── DATA ROWS ──

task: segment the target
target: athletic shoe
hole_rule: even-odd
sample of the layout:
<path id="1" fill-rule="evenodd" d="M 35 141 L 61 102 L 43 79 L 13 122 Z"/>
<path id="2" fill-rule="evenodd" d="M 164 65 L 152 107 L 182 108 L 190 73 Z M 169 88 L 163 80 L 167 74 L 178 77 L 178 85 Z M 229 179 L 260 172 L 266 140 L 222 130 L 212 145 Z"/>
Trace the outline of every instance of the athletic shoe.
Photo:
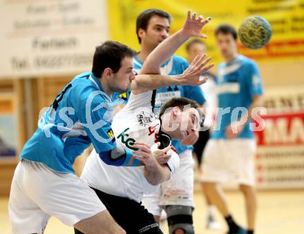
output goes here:
<path id="1" fill-rule="evenodd" d="M 233 232 L 229 231 L 227 233 L 227 234 L 246 234 L 246 233 L 247 233 L 247 230 L 244 229 L 243 228 L 242 228 L 240 226 L 238 228 L 238 230 L 237 232 L 233 233 Z"/>

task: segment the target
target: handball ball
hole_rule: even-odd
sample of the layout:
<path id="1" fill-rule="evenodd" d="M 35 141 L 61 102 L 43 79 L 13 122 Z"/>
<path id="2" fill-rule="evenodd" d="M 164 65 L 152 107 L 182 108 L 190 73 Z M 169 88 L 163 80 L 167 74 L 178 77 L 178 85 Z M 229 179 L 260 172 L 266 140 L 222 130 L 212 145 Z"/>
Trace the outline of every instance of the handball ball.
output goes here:
<path id="1" fill-rule="evenodd" d="M 240 24 L 238 35 L 243 44 L 249 49 L 258 49 L 266 45 L 272 37 L 272 27 L 264 18 L 251 16 Z"/>

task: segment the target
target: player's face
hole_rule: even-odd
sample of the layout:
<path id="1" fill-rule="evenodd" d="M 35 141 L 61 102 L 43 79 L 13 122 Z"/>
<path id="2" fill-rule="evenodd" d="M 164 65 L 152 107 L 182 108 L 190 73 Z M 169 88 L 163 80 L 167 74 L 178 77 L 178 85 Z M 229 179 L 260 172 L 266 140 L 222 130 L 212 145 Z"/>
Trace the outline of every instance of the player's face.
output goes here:
<path id="1" fill-rule="evenodd" d="M 236 52 L 236 41 L 231 34 L 218 34 L 216 44 L 224 58 L 229 59 Z"/>
<path id="2" fill-rule="evenodd" d="M 169 37 L 170 23 L 167 18 L 158 15 L 152 17 L 146 30 L 141 30 L 142 46 L 155 48 L 159 43 Z"/>
<path id="3" fill-rule="evenodd" d="M 181 112 L 181 115 L 176 116 L 174 121 L 178 124 L 179 127 L 171 137 L 173 139 L 182 140 L 189 135 L 198 130 L 199 128 L 199 114 L 198 111 L 193 108 L 187 108 Z"/>
<path id="4" fill-rule="evenodd" d="M 196 43 L 190 46 L 187 50 L 187 57 L 191 63 L 196 58 L 196 55 L 200 55 L 206 52 L 206 46 Z"/>
<path id="5" fill-rule="evenodd" d="M 121 62 L 120 70 L 114 74 L 111 82 L 111 90 L 114 92 L 126 92 L 131 87 L 135 78 L 133 71 L 133 61 L 131 57 L 125 57 Z"/>

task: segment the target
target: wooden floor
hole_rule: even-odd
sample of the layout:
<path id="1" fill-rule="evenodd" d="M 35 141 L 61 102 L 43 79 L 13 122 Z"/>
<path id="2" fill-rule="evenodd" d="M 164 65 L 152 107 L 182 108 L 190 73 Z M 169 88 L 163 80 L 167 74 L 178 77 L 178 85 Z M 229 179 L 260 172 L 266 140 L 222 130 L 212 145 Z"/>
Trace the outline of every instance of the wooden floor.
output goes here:
<path id="1" fill-rule="evenodd" d="M 232 213 L 241 224 L 245 224 L 242 195 L 237 192 L 227 192 Z M 205 225 L 205 205 L 200 193 L 195 195 L 196 208 L 194 226 L 196 234 L 223 234 L 226 226 L 218 213 L 216 218 L 222 224 L 220 231 L 207 231 Z M 263 191 L 258 193 L 259 210 L 256 232 L 258 234 L 303 234 L 304 233 L 304 191 Z M 0 199 L 0 233 L 10 233 L 10 226 L 7 211 L 8 199 Z M 167 233 L 167 226 L 163 226 Z M 52 217 L 45 234 L 73 233 L 70 227 Z"/>

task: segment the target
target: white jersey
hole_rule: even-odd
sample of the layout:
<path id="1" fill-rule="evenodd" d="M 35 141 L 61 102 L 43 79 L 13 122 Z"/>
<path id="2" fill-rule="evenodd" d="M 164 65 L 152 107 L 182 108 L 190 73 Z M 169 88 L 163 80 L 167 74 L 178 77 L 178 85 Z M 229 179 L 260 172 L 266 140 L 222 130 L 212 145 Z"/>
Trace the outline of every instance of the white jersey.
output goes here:
<path id="1" fill-rule="evenodd" d="M 153 91 L 139 95 L 131 93 L 126 106 L 114 117 L 112 129 L 117 144 L 125 149 L 135 150 L 135 142 L 150 146 L 157 142 L 160 121 L 153 112 Z M 172 147 L 168 166 L 171 175 L 180 164 L 180 159 Z M 90 186 L 106 193 L 128 197 L 140 202 L 144 193 L 153 192 L 158 186 L 151 185 L 144 177 L 144 166 L 122 167 L 104 163 L 93 150 L 86 160 L 81 177 Z"/>

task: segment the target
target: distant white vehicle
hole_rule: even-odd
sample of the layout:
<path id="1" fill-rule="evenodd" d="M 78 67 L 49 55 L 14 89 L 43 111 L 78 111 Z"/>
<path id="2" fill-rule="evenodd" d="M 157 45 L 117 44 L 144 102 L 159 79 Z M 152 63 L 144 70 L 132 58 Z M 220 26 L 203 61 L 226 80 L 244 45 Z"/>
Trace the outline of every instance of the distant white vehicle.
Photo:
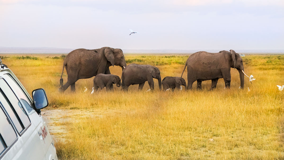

───

Could you duplicate every item above verbatim, omitting the pictures?

▶ [SOLUTION FOR THIS EXERCISE]:
task: segment the target
target: athletic shoe
hole_rule: even-odd
sample of the layout:
<path id="1" fill-rule="evenodd" d="M 35 141 L 61 102 L 43 79 L 13 122 Z"/>
<path id="2" fill-rule="evenodd" d="M 164 65 L 152 107 L 182 108 L 190 73 Z M 169 88 L 163 80 L 167 74 L 178 77 L 178 85 Z M 229 179 L 260 172 L 266 140 L 222 130 L 212 145 Z"/>
Trace the outline of every instance of the athletic shoe.
Photo:
output goes here:
<path id="1" fill-rule="evenodd" d="M 233 232 L 229 231 L 227 233 L 227 234 L 246 234 L 246 233 L 247 233 L 247 230 L 244 229 L 243 228 L 242 228 L 240 226 L 238 228 L 238 230 L 237 232 L 233 233 Z"/>

task: segment the target
target: handball ball
hole_rule: even-odd
sample of the layout:
<path id="1" fill-rule="evenodd" d="M 35 141 L 61 102 L 43 79 L 13 122 Z"/>
<path id="2" fill-rule="evenodd" d="M 164 65 L 152 107 L 182 108 L 190 73 Z M 169 88 L 163 80 L 167 74 L 178 77 L 178 85 Z M 229 179 L 260 172 L 266 140 L 222 130 L 212 145 Z"/>
Trace the outline of every instance of the handball ball.
output goes here:
<path id="1" fill-rule="evenodd" d="M 240 24 L 238 35 L 243 44 L 249 49 L 258 49 L 266 45 L 272 37 L 272 27 L 264 18 L 251 16 Z"/>

task: segment the target
target: player's face
hole_rule: even-odd
sample of the layout:
<path id="1" fill-rule="evenodd" d="M 35 141 L 61 102 L 43 79 L 13 122 Z"/>
<path id="2" fill-rule="evenodd" d="M 164 65 L 152 107 L 182 108 L 190 73 Z M 169 88 L 163 80 L 167 74 L 178 77 L 178 85 Z M 229 179 L 260 172 L 266 140 L 222 130 L 212 145 Z"/>
Trace the outline of every instance of the player's face.
output goes here:
<path id="1" fill-rule="evenodd" d="M 236 52 L 236 41 L 231 34 L 218 34 L 216 44 L 224 58 L 229 59 Z"/>
<path id="2" fill-rule="evenodd" d="M 169 37 L 170 23 L 167 18 L 158 15 L 152 17 L 146 30 L 141 30 L 142 46 L 155 48 L 159 43 Z"/>
<path id="3" fill-rule="evenodd" d="M 181 112 L 181 115 L 176 116 L 174 121 L 178 124 L 179 127 L 171 137 L 173 139 L 182 140 L 189 135 L 198 130 L 199 128 L 199 114 L 198 111 L 193 108 L 187 108 Z"/>
<path id="4" fill-rule="evenodd" d="M 196 43 L 190 46 L 187 50 L 187 57 L 191 63 L 196 58 L 196 55 L 200 55 L 206 52 L 206 46 Z"/>
<path id="5" fill-rule="evenodd" d="M 121 62 L 120 70 L 114 74 L 111 82 L 111 90 L 114 92 L 126 92 L 131 87 L 135 78 L 133 71 L 133 61 L 131 57 L 125 57 Z"/>

task: segment the target
target: wooden floor
hole_rule: even-odd
sample of the layout:
<path id="1" fill-rule="evenodd" d="M 35 141 L 61 102 L 43 79 L 13 122 Z"/>
<path id="2" fill-rule="evenodd" d="M 164 65 L 152 107 L 182 108 L 190 73 Z M 169 88 L 163 80 L 167 74 L 178 77 L 178 85 Z M 229 179 L 260 172 L 266 140 L 222 130 L 212 145 Z"/>
Trace the outline of every instance of the wooden floor.
output goes here:
<path id="1" fill-rule="evenodd" d="M 232 213 L 241 224 L 245 224 L 242 195 L 237 192 L 227 192 Z M 205 225 L 205 205 L 200 193 L 195 195 L 196 208 L 194 226 L 196 234 L 223 234 L 226 226 L 218 213 L 216 218 L 222 224 L 220 231 L 207 231 Z M 263 191 L 258 193 L 259 210 L 256 232 L 258 234 L 303 234 L 304 233 L 304 191 Z M 0 199 L 0 233 L 10 233 L 10 226 L 7 211 L 8 199 Z M 167 233 L 167 226 L 163 226 Z M 52 217 L 45 234 L 73 233 L 70 227 Z"/>

task: segment the target
target: white jersey
hole_rule: even-odd
sample of the layout:
<path id="1" fill-rule="evenodd" d="M 35 141 L 61 102 L 43 79 L 13 122 Z"/>
<path id="2" fill-rule="evenodd" d="M 164 65 L 152 107 L 182 108 L 190 73 Z M 169 88 L 163 80 L 167 74 L 178 77 L 178 85 Z M 229 179 L 260 172 L 266 140 L 222 130 L 212 145 Z"/>
Trace the outline of every instance of the white jersey.
output goes here:
<path id="1" fill-rule="evenodd" d="M 153 91 L 139 95 L 131 93 L 126 106 L 114 117 L 112 129 L 117 144 L 125 149 L 135 150 L 135 142 L 150 146 L 157 142 L 160 121 L 153 112 Z M 172 147 L 168 166 L 171 175 L 180 164 L 180 159 Z M 90 186 L 106 193 L 128 197 L 140 202 L 144 193 L 153 192 L 158 186 L 151 185 L 144 177 L 144 166 L 122 167 L 104 163 L 93 150 L 86 160 L 81 177 Z"/>

task: segment the target
target: distant white vehicle
hole_rule: even-odd
sample of the layout:
<path id="1" fill-rule="evenodd" d="M 78 67 L 49 55 L 14 89 L 43 111 L 78 111 Z"/>
<path id="2" fill-rule="evenodd" d="M 157 45 L 117 44 L 144 102 L 159 79 Z M 152 63 L 144 70 L 132 58 Z M 220 26 L 203 61 L 226 80 L 244 45 Z"/>
Trace the outline of every instance of the distant white vehicle.
Photo:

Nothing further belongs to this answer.